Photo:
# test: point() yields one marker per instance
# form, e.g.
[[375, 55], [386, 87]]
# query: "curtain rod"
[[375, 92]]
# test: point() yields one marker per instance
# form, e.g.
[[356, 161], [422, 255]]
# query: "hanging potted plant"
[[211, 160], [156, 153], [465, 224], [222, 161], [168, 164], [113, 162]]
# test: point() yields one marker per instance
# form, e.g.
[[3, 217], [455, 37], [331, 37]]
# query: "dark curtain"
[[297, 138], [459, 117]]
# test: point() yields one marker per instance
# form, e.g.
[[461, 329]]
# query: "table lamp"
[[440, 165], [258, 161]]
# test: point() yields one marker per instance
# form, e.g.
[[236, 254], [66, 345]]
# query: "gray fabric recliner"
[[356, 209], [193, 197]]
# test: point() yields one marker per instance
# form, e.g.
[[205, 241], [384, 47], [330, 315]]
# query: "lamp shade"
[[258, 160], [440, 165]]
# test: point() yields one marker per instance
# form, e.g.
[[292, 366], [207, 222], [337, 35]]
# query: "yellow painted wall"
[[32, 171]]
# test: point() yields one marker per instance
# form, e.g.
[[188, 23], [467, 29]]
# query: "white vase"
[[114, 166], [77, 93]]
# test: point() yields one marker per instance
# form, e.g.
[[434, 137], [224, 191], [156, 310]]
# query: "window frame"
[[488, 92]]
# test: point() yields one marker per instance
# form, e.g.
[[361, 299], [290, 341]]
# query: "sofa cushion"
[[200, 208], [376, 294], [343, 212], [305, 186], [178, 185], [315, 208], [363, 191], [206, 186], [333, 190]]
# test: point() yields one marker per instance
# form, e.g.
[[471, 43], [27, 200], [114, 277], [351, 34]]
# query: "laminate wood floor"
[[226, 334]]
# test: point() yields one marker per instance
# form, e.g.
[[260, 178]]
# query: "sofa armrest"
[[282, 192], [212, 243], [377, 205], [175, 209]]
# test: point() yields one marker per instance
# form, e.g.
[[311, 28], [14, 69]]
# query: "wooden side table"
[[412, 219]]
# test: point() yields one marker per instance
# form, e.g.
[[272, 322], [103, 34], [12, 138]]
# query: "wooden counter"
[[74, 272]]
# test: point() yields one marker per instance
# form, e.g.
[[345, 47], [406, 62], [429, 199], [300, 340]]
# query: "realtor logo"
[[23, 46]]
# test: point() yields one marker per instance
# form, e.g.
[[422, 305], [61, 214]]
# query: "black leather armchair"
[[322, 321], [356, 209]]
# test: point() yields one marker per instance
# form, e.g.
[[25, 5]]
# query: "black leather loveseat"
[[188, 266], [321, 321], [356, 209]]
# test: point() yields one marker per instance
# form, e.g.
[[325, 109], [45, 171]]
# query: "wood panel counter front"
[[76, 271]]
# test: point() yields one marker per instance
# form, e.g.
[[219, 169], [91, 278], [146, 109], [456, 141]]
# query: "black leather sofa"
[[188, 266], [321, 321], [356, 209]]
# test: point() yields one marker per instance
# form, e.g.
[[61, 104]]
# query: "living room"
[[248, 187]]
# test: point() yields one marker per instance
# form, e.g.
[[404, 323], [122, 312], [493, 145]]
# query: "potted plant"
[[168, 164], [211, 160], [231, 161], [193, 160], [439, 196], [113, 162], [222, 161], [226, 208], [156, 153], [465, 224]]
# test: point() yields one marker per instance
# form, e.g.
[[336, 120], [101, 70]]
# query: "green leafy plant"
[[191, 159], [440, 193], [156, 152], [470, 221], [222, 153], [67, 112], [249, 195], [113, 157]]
= = = = =
Give the records above again, word for word.

OUTPUT OF THE TASK:
Photo:
# test: point() yields one marker per instance
# form, e.g.
[[375, 55], [386, 87]]
# query: "curtain rod"
[[375, 92]]
# test: point() yields one marker per instance
# form, e.g.
[[356, 161], [422, 255]]
# query: "hanging potted plant"
[[211, 160], [156, 153], [465, 224], [222, 161], [168, 164], [113, 162]]
# test: point() yields one marker per instance
# form, e.g.
[[3, 217], [455, 37], [331, 37]]
# query: "dark curtain"
[[297, 138], [459, 117]]
# test: point() yields one marker per instance
# form, e.g.
[[461, 329]]
# query: "table lamp"
[[440, 165], [258, 161]]
# test: point() yields one marker per instance
# form, e.g.
[[236, 254], [66, 345]]
# query: "gray fabric recliner"
[[356, 209], [193, 197]]
# test: point() yields one marker per instance
# form, e.g.
[[205, 241], [384, 47], [330, 315]]
# query: "lamp shade"
[[258, 160], [440, 165]]
# test: point() yields one marker per instance
# form, e.g.
[[292, 366], [207, 222], [337, 35]]
# query: "yellow painted wall"
[[32, 171]]
# test: point() yields one marker per instance
# form, e.g.
[[188, 23], [467, 29]]
# query: "white vase"
[[114, 166], [77, 93]]
# test: point() yields one marker per instance
# form, e.g.
[[434, 137], [224, 191], [156, 310]]
# query: "window frame"
[[488, 92]]
# test: point() yields one marker per instance
# form, e.g.
[[361, 299], [290, 341]]
# query: "sofa cushion"
[[200, 208], [376, 294], [343, 212], [305, 186], [178, 185], [315, 208], [363, 191], [206, 186], [333, 190]]
# test: point() yields one marker per instance
# form, e.g.
[[471, 43], [27, 200], [114, 277], [351, 34]]
# query: "laminate wood floor"
[[226, 334]]
# test: point() yields one marker per instance
# form, e.g.
[[260, 178]]
# query: "sofa armrest"
[[282, 192], [212, 243], [377, 205], [175, 209]]
# test: point() yields one marker per instance
# form, e.g.
[[311, 28], [14, 69]]
# query: "wooden side table"
[[412, 219]]
# test: point() yields one marker per instance
# form, e.g.
[[272, 322], [103, 34], [12, 138]]
# query: "wooden counter"
[[74, 272]]
# test: point() yields one marker per instance
# form, e.g.
[[345, 47], [406, 62], [429, 199], [300, 340]]
# query: "realtor logo"
[[23, 46]]
# test: point() yields one marker per instance
# form, e.g.
[[422, 305], [61, 214]]
# query: "black leather armchair"
[[322, 321], [356, 209]]
# test: point() yields one marker per instance
# form, e.g.
[[25, 5]]
# query: "black leather loveseat"
[[188, 266], [321, 321], [356, 209]]
# test: point() yields one marker per instance
# form, e.g.
[[325, 109], [45, 171]]
# query: "wood panel counter front"
[[76, 271]]
# test: point() yields one marker per instance
# form, e.g.
[[219, 169], [91, 278], [146, 109], [456, 141]]
# query: "black leather sofa"
[[188, 266], [321, 321], [356, 209]]
# test: point() yields one marker per instance
# form, e.g.
[[61, 104]]
# query: "living room"
[[248, 187]]
# test: point() yields one marker per instance
# form, e.g.
[[404, 323], [122, 312], [493, 145]]
# query: "potted plant"
[[168, 164], [211, 160], [231, 161], [193, 160], [439, 196], [113, 162], [222, 161], [226, 208], [156, 153], [465, 224]]
# test: point() yields one marker per instance
# form, e.g.
[[336, 120], [101, 70]]
# query: "green leafy plant"
[[191, 159], [440, 193], [156, 152], [470, 221], [222, 153], [67, 112], [249, 195], [113, 157]]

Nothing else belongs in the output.